- [WHAT TO PRODUCE]:
Copy out the lines of the records below, starting with the line that contains "Find the curved rock face in this photo." and ending with the line that contains "[493, 147, 509, 257]", both included, without changing anything.

(Extracted data entries)
***

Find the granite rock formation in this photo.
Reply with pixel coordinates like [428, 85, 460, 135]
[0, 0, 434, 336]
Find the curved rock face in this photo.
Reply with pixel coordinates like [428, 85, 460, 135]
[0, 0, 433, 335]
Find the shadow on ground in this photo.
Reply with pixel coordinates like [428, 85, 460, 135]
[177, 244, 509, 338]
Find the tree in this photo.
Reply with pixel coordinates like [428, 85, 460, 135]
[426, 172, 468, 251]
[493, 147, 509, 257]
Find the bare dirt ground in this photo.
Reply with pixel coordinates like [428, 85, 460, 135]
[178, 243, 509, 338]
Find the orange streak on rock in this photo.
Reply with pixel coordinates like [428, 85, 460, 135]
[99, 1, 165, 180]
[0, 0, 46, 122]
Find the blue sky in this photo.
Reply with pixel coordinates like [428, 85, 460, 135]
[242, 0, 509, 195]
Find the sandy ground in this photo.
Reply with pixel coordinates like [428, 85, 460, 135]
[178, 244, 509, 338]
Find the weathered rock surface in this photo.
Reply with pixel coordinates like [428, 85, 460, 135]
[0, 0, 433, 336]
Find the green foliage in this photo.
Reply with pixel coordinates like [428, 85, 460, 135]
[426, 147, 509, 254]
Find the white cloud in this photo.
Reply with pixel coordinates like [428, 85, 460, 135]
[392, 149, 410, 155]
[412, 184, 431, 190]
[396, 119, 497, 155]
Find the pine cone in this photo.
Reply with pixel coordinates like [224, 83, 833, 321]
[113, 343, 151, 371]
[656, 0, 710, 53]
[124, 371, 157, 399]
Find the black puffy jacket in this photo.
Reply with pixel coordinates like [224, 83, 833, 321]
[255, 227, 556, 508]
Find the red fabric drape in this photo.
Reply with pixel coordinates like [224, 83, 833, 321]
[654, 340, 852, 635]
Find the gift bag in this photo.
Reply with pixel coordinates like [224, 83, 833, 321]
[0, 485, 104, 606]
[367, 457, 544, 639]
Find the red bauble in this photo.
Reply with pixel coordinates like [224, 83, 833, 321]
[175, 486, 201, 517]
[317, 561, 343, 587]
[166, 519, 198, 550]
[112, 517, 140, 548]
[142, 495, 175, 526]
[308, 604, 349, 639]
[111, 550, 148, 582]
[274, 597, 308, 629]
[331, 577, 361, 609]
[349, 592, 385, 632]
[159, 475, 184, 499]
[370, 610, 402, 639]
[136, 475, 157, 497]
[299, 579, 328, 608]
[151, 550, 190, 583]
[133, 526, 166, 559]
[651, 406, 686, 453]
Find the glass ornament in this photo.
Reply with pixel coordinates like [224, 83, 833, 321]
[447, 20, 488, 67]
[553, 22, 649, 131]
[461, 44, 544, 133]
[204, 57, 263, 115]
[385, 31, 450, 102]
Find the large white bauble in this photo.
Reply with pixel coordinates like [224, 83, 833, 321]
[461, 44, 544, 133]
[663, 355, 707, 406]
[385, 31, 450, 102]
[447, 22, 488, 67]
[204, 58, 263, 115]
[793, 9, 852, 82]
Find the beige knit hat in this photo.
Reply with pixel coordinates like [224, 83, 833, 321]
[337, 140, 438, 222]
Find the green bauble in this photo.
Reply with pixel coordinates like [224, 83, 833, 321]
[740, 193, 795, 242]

***

- [EXERCISE RESPONSE]:
Find the curved rock face in this photo.
Reply with pixel coordinates like [428, 85, 460, 135]
[0, 0, 433, 335]
Find the shadow on ground in this photo.
Reply with pixel coordinates like [428, 85, 460, 135]
[177, 244, 509, 338]
Find the tree in this photo.
Reply with pixel coordinates like [428, 85, 460, 135]
[426, 172, 468, 251]
[493, 147, 509, 257]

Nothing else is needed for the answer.